Stated exercise:
Copy out the rows starting at the line that has "Query: <item>orange sled</item>" and ending after the line that has "1032 576 L 1028", keeping the requests and their sample paths unchanged. Rescale every coordinate in the answer outlines by 1.6, round to whole numbers with halves going up, and leave the pictures out.

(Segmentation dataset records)
** BEGIN **

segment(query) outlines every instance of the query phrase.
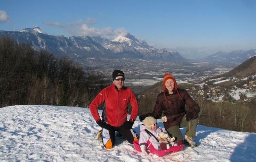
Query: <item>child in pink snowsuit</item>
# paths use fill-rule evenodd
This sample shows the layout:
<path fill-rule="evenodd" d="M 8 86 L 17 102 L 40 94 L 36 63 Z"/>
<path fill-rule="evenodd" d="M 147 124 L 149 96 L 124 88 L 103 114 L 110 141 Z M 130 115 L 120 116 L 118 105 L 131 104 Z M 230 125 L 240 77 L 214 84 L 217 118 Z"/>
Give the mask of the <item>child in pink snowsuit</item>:
<path fill-rule="evenodd" d="M 157 150 L 164 150 L 170 148 L 169 145 L 166 145 L 166 143 L 159 143 L 161 139 L 158 136 L 159 133 L 163 132 L 167 134 L 167 132 L 163 128 L 157 126 L 157 121 L 153 117 L 146 117 L 144 120 L 144 125 L 141 125 L 140 129 L 141 132 L 139 144 L 142 152 L 145 152 L 147 143 L 148 141 L 149 141 L 151 143 L 150 144 Z M 150 133 L 148 133 L 148 132 Z M 156 139 L 154 136 L 158 139 L 158 141 L 157 141 Z"/>

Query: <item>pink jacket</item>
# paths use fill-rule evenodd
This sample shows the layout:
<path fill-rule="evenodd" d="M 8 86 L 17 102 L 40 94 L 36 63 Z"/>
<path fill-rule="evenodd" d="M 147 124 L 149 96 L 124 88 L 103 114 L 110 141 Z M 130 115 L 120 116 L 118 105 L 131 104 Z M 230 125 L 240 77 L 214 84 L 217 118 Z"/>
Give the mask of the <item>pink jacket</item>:
<path fill-rule="evenodd" d="M 159 142 L 158 142 L 156 139 L 153 136 L 150 136 L 149 134 L 146 132 L 145 129 L 148 130 L 149 131 L 151 132 L 157 138 L 158 140 L 160 140 L 160 138 L 158 134 L 161 132 L 163 132 L 165 133 L 167 133 L 167 132 L 164 128 L 162 127 L 157 127 L 156 129 L 154 130 L 151 130 L 148 129 L 143 124 L 141 124 L 140 127 L 140 133 L 139 134 L 139 144 L 140 146 L 143 145 L 146 146 L 147 147 L 147 142 L 148 141 L 151 143 L 151 145 L 154 146 L 154 147 L 156 149 L 158 149 L 158 146 L 160 145 L 160 144 Z"/>

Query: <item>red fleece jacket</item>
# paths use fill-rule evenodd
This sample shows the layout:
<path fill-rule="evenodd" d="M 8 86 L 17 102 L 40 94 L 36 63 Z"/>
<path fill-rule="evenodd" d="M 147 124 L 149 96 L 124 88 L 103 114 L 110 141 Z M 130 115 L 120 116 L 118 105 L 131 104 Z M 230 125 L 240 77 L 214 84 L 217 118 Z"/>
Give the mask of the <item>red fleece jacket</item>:
<path fill-rule="evenodd" d="M 98 107 L 104 101 L 106 104 L 104 119 L 114 127 L 122 126 L 127 120 L 127 107 L 130 103 L 132 112 L 130 119 L 135 119 L 138 115 L 139 105 L 136 98 L 130 88 L 123 87 L 119 92 L 114 84 L 104 88 L 90 104 L 91 113 L 96 122 L 100 120 Z"/>

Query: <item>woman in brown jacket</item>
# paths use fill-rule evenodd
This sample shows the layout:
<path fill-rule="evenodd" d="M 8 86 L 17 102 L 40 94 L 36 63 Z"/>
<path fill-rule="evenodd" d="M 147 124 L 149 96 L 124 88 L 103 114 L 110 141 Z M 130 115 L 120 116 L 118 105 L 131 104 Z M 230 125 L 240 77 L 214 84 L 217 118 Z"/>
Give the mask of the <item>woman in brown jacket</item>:
<path fill-rule="evenodd" d="M 154 111 L 152 113 L 140 115 L 140 120 L 142 122 L 148 116 L 158 119 L 163 113 L 162 120 L 165 128 L 171 136 L 177 139 L 178 145 L 183 143 L 180 128 L 187 127 L 184 143 L 191 147 L 197 146 L 194 140 L 199 106 L 186 90 L 178 88 L 176 80 L 171 74 L 165 74 L 163 84 L 164 92 L 157 96 Z M 189 108 L 187 111 L 185 110 L 185 104 Z M 189 128 L 190 130 L 189 130 Z"/>

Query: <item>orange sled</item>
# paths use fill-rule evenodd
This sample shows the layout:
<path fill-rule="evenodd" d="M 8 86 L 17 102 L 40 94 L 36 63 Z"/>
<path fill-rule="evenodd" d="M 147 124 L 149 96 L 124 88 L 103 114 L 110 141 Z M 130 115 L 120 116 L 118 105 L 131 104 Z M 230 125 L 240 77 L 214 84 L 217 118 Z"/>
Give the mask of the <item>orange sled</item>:
<path fill-rule="evenodd" d="M 147 144 L 148 146 L 150 145 L 150 141 L 148 141 Z M 133 144 L 134 145 L 134 149 L 139 152 L 141 152 L 141 148 L 139 147 L 139 140 L 135 141 L 133 141 Z M 152 145 L 149 145 L 148 149 L 151 153 L 155 154 L 157 155 L 158 156 L 163 156 L 165 155 L 166 155 L 171 152 L 176 152 L 182 151 L 184 147 L 184 145 L 180 145 L 179 146 L 174 146 L 169 149 L 167 149 L 165 150 L 158 150 L 154 147 Z"/>

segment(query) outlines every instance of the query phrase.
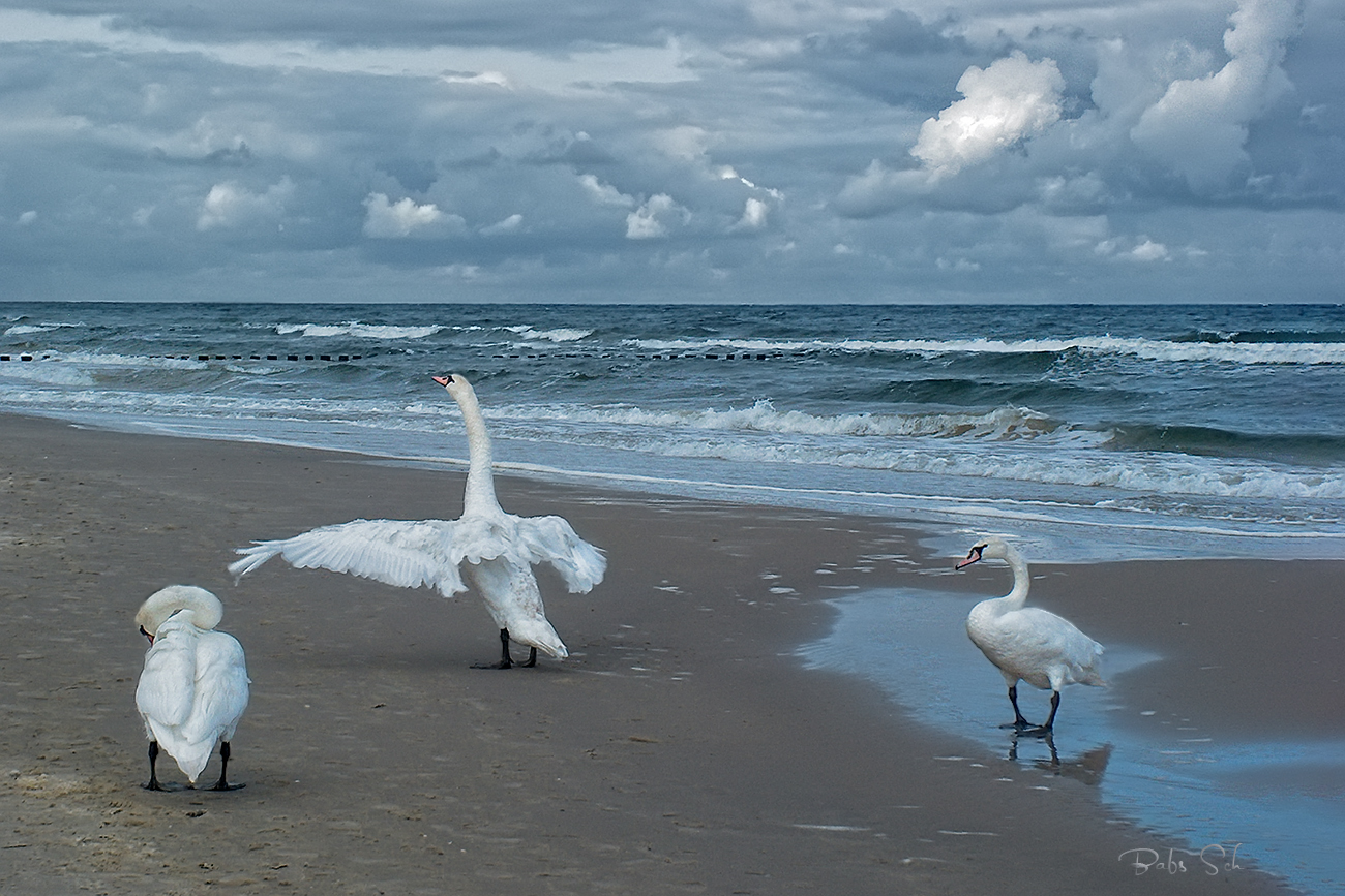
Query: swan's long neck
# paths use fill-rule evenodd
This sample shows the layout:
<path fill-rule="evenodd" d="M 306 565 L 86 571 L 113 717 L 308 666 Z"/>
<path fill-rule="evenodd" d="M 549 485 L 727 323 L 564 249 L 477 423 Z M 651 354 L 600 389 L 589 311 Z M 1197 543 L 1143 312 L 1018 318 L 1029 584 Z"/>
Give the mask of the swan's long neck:
<path fill-rule="evenodd" d="M 495 498 L 495 476 L 491 473 L 491 435 L 486 431 L 482 407 L 476 403 L 475 392 L 468 391 L 455 398 L 457 398 L 457 407 L 463 411 L 463 423 L 467 426 L 468 465 L 463 513 L 499 512 L 500 504 Z"/>
<path fill-rule="evenodd" d="M 1032 576 L 1028 575 L 1028 562 L 1013 547 L 1005 552 L 1005 562 L 1013 570 L 1013 591 L 994 600 L 999 613 L 1021 610 L 1022 604 L 1028 602 L 1028 587 L 1032 584 Z"/>

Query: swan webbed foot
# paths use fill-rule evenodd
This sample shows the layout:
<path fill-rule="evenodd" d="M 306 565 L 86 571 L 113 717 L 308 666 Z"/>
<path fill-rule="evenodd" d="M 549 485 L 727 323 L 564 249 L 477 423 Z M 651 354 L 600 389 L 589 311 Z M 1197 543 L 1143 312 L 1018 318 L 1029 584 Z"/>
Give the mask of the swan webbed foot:
<path fill-rule="evenodd" d="M 499 662 L 473 662 L 472 669 L 512 669 L 519 666 L 521 669 L 531 669 L 537 665 L 537 647 L 527 649 L 527 662 L 514 662 L 514 657 L 508 653 L 508 629 L 500 629 L 500 661 Z"/>
<path fill-rule="evenodd" d="M 1030 721 L 1022 717 L 1022 711 L 1018 709 L 1018 685 L 1009 685 L 1009 703 L 1013 704 L 1013 721 L 999 725 L 1001 728 L 1013 728 L 1017 732 L 1028 731 L 1029 728 L 1036 728 Z"/>

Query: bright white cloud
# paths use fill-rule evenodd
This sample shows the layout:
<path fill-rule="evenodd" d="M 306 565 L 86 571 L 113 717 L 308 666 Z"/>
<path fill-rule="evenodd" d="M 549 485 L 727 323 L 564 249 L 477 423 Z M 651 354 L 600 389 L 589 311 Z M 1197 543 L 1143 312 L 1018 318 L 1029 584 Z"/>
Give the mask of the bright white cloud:
<path fill-rule="evenodd" d="M 519 228 L 523 227 L 523 216 L 519 214 L 510 215 L 504 220 L 498 220 L 490 227 L 482 227 L 483 236 L 500 236 L 503 234 L 516 234 Z"/>
<path fill-rule="evenodd" d="M 389 201 L 385 193 L 364 197 L 364 235 L 375 239 L 401 239 L 416 231 L 443 230 L 443 224 L 461 226 L 463 219 L 445 215 L 433 203 L 417 206 L 409 196 Z"/>
<path fill-rule="evenodd" d="M 475 75 L 440 75 L 440 81 L 449 85 L 482 85 L 486 87 L 504 87 L 506 90 L 514 89 L 508 75 L 502 71 L 482 71 Z"/>
<path fill-rule="evenodd" d="M 1053 59 L 1032 62 L 1021 50 L 985 70 L 971 66 L 958 81 L 964 98 L 920 126 L 911 154 L 935 176 L 989 161 L 1059 121 L 1064 87 Z"/>
<path fill-rule="evenodd" d="M 1201 191 L 1223 185 L 1248 163 L 1248 125 L 1293 86 L 1280 63 L 1298 31 L 1298 4 L 1245 0 L 1231 23 L 1224 67 L 1173 81 L 1130 132 L 1135 145 Z"/>
<path fill-rule="evenodd" d="M 200 203 L 196 230 L 238 227 L 257 219 L 278 218 L 284 214 L 285 204 L 293 195 L 295 184 L 289 177 L 282 177 L 278 184 L 272 184 L 264 193 L 250 192 L 234 181 L 215 184 L 210 188 L 204 201 Z"/>
<path fill-rule="evenodd" d="M 667 193 L 658 193 L 625 216 L 627 239 L 659 239 L 667 236 L 677 223 L 690 220 L 691 212 L 672 201 Z"/>
<path fill-rule="evenodd" d="M 740 218 L 738 223 L 733 226 L 733 230 L 761 230 L 765 227 L 765 218 L 769 211 L 771 207 L 764 201 L 753 196 L 748 196 L 748 200 L 742 207 L 742 218 Z"/>

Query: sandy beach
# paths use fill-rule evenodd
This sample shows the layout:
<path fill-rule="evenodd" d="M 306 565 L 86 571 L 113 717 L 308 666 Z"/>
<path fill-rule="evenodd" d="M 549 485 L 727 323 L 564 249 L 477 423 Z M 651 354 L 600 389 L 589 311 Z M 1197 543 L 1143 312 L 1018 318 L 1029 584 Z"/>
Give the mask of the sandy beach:
<path fill-rule="evenodd" d="M 569 660 L 488 672 L 469 668 L 498 652 L 472 594 L 225 570 L 254 539 L 452 519 L 457 474 L 22 416 L 0 431 L 0 892 L 1287 892 L 1255 845 L 1235 870 L 1188 858 L 1137 879 L 1122 853 L 1186 844 L 1110 815 L 1087 774 L 991 755 L 803 668 L 839 588 L 1007 588 L 1002 568 L 951 575 L 898 525 L 500 477 L 506 509 L 565 516 L 609 571 L 588 595 L 541 575 Z M 1161 711 L 1345 728 L 1345 564 L 1033 571 L 1034 603 L 1163 653 L 1126 681 Z M 247 652 L 243 790 L 140 786 L 132 617 L 171 583 L 217 592 Z"/>

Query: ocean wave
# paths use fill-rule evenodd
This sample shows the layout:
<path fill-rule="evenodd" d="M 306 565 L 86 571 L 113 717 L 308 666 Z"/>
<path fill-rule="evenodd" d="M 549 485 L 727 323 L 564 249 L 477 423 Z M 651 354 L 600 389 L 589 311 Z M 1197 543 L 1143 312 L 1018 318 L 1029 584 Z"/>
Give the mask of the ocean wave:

** END **

Response to this task:
Query: <item>orange sled</item>
# paths use fill-rule evenodd
This sample shows the layout:
<path fill-rule="evenodd" d="M 8 86 L 17 102 L 40 94 L 36 63 Z"/>
<path fill-rule="evenodd" d="M 147 124 L 149 96 L 124 88 L 103 114 L 110 141 Z M 130 115 L 120 116 L 118 105 L 131 104 Z M 230 125 L 240 77 L 214 84 L 217 118 Z"/>
Give the mask of the <item>orange sled</item>:
<path fill-rule="evenodd" d="M 235 230 L 237 234 L 240 232 L 240 226 L 237 226 Z M 213 230 L 214 232 L 214 238 L 222 243 L 226 243 L 226 237 L 222 235 L 222 224 L 216 226 L 213 226 Z M 243 232 L 238 232 L 237 238 L 242 245 L 248 246 L 251 248 L 253 250 L 261 250 L 264 248 L 266 248 L 274 243 L 282 243 L 291 242 L 294 235 L 294 232 L 288 232 L 286 234 L 278 234 L 270 238 L 267 238 L 264 240 L 253 240 L 246 235 Z"/>

segment(query) outlines every instance of the query phrase.
Query: swan's long neck
# paths use fill-rule evenodd
This sample shows the layout:
<path fill-rule="evenodd" d="M 306 565 L 86 571 L 113 717 L 308 666 Z"/>
<path fill-rule="evenodd" d="M 549 485 L 727 323 L 564 249 L 477 423 Z M 651 354 L 600 389 L 589 311 Z M 1197 543 L 1143 312 L 1018 318 L 1029 584 Z"/>
Give the mask of the swan's long neck:
<path fill-rule="evenodd" d="M 792 797 L 792 762 L 786 757 L 786 696 L 778 690 L 771 651 L 762 645 L 760 627 L 749 626 L 728 637 L 731 637 L 731 651 L 741 658 L 741 677 L 747 682 L 749 744 L 741 821 L 798 819 L 800 806 Z"/>
<path fill-rule="evenodd" d="M 1651 922 L 1645 920 L 1645 899 L 1621 875 L 1608 883 L 1608 899 L 1621 912 L 1621 946 L 1590 960 L 1598 981 L 1634 976 L 1635 966 L 1645 963 L 1645 939 L 1651 934 Z"/>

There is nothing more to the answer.